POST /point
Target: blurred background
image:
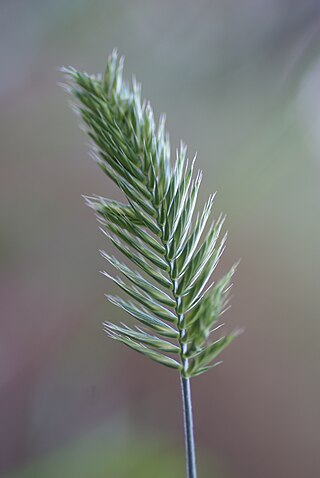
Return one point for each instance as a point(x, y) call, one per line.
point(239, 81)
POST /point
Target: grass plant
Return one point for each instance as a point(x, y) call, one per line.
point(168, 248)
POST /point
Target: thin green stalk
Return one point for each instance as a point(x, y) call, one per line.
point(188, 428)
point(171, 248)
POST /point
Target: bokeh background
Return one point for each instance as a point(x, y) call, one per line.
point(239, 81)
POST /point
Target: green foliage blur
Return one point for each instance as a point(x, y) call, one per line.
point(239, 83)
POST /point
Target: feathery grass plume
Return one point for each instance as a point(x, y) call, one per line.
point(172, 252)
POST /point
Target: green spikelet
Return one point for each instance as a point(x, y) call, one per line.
--
§ THE PROBLEM
Each entry above is to be written out again unchanged, apart from the pictures, which are left out.

§ RIGHT ANSWER
POST /point
Target: blurred background
image:
Return one point for each instance as a point(x, y) call, one per line.
point(239, 81)
POST /point
Target: grass plant
Return one point for each instance as a point(x, y) call, one per line.
point(168, 248)
POST /point
Target: thin green stalk
Return one point for each instance as a point(x, y) call, one per line.
point(188, 428)
point(171, 248)
POST /point
Target: bokeh background
Return one point for each instance as a point(x, y) call, one per line.
point(239, 81)
POST /point
Target: green foliage blur
Return one point for each instance as a point(x, y) call, one per line.
point(239, 83)
POST /point
Target: feathery grass plume
Return one point for each instance as a point(x, y) call, one per line.
point(172, 252)
POST /point
Target: green spikelet
Return one point for each instance as a point(x, y) call, one per line.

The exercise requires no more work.